(Stored dataset items)
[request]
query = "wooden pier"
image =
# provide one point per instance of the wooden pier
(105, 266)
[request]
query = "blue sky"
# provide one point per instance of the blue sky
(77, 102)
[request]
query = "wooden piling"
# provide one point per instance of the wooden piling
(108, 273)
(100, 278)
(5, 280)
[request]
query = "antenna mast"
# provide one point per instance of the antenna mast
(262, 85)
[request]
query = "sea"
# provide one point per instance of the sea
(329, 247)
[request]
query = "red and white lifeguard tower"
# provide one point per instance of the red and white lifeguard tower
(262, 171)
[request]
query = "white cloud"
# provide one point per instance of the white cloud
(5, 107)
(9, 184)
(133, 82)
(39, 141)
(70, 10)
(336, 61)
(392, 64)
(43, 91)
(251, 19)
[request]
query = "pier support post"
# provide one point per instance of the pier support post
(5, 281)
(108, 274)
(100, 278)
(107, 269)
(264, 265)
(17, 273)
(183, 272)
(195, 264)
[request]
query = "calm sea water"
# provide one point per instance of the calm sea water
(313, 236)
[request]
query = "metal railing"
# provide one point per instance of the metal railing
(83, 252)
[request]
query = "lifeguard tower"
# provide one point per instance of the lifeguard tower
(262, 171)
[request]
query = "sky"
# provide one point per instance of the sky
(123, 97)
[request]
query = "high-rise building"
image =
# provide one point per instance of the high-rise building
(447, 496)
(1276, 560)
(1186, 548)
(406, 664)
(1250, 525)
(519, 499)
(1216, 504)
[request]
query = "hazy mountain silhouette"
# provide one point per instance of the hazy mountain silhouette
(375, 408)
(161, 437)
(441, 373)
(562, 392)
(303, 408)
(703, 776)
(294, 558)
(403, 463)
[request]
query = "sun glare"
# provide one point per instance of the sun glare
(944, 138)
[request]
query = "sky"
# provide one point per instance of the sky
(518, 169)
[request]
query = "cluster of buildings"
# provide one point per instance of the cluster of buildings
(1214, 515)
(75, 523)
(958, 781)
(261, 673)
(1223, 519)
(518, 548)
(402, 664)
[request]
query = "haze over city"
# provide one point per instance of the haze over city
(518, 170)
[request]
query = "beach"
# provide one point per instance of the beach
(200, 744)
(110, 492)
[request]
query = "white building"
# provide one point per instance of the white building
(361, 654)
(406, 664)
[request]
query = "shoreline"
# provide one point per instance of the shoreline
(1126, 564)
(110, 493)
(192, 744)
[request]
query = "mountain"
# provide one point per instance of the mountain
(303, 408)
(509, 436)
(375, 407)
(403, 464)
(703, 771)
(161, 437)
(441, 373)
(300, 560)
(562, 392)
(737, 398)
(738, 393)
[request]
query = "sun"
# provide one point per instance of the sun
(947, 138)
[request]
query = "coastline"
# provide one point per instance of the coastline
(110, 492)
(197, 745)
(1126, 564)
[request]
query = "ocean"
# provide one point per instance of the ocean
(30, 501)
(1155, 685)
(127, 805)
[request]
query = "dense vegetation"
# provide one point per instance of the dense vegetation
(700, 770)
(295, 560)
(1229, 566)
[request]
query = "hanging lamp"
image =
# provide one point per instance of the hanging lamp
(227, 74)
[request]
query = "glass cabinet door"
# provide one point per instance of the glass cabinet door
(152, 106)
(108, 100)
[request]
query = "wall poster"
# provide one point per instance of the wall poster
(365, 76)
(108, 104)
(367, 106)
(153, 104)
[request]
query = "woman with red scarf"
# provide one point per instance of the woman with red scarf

(TASK GOAL): Transcribe each entry precisely, missing none.

(WORKED SOLUTION):
[request]
query = "wooden pier"
image =
# provide one point per instance of the wooden pier
(105, 266)
[request]
query = "blue sky"
# provide one point per instance of the blue sky
(77, 102)
[request]
query = "wooden piling"
# provide one point per instance of the wooden piling
(108, 273)
(100, 278)
(5, 280)
[request]
query = "antenna mast"
# provide one point per instance of the antenna mast
(262, 85)
[request]
query = "sea"
# provide one point per instance of the sea
(329, 247)
[request]
query = "red and white lifeguard tower"
# provide one point per instance of the red and white lifeguard tower
(262, 171)
[request]
query = "white cloud"
# provide one point per instance of the white cloud
(5, 107)
(9, 184)
(133, 82)
(39, 141)
(70, 10)
(336, 61)
(392, 64)
(43, 91)
(251, 19)
[request]
query = "pier support post"
# provide one point per instance of the pier support post
(5, 281)
(108, 274)
(100, 278)
(107, 269)
(264, 265)
(17, 273)
(183, 272)
(195, 264)
[request]
query = "calm sea water"
# provide one point per instance of the calm sea water
(313, 236)
[request]
query = "metal railing"
# provide one point per instance of the metal railing
(83, 252)
[request]
query = "lifeguard tower"
# provide one point per instance of the lifeguard tower
(262, 171)
[request]
query = "sky"
# provide one point per instance of the sky
(123, 97)
[request]
query = "high-rise building"
image =
# provide one point per instance of the high-rise building
(447, 496)
(1276, 560)
(1186, 548)
(406, 664)
(1250, 525)
(519, 499)
(1216, 504)
[request]
query = "hazy mountain silhouette"
# provide one point per instance of the hazy mountain silhouette
(375, 408)
(161, 437)
(441, 373)
(562, 392)
(303, 408)
(703, 776)
(294, 558)
(403, 463)
[request]
query = "sun glare"
# provide one point per instance of the sun glare
(944, 138)
[request]
query = "sky"
# provide one point per instance of the sky
(518, 169)
[request]
query = "cluster of buildings"
# provide one point per instance of the cluster of buildings
(1214, 515)
(75, 523)
(958, 781)
(261, 673)
(1223, 519)
(518, 548)
(402, 664)
[request]
query = "haze over city"
# provide one point per instance of the haze over city
(518, 170)
[request]
query = "beach"
# provide one point per instance of the beach
(200, 744)
(110, 492)
[request]
query = "white building"
# provide one point per instance of the white building
(361, 654)
(406, 664)
[request]
query = "shoreline"
# provide one point per instance of the shoreline
(1126, 564)
(110, 493)
(192, 744)
[request]
query = "mountain"
# provide one point per instance of the mountain
(303, 408)
(509, 436)
(375, 407)
(403, 464)
(703, 771)
(161, 437)
(441, 373)
(300, 560)
(562, 392)
(737, 398)
(738, 393)
[request]
query = "sun"
# provide one point per instance of the sun
(947, 138)
[request]
query = "coastline"
# provide one point per instance of the coastline
(110, 492)
(197, 745)
(1126, 564)
[request]
query = "ocean"
# provide one point per instance of the ocean
(30, 501)
(1155, 685)
(127, 805)
[request]
query = "dense vegetation"
# provide one point per instance of the dense vegetation
(700, 770)
(295, 560)
(1229, 566)
[request]
query = "hanging lamp"
image =
# provide one point per instance of the hanging lamp
(227, 74)
[request]
query = "glass cabinet door"
# provide one point per instance of the glass cabinet door
(152, 106)
(108, 100)
[request]
query = "wall poster"
# provide one point per instance of the wall poster
(365, 76)
(108, 104)
(367, 106)
(153, 104)
[request]
query = "woman with red scarf"
# provide one point per instance of the woman with red scarf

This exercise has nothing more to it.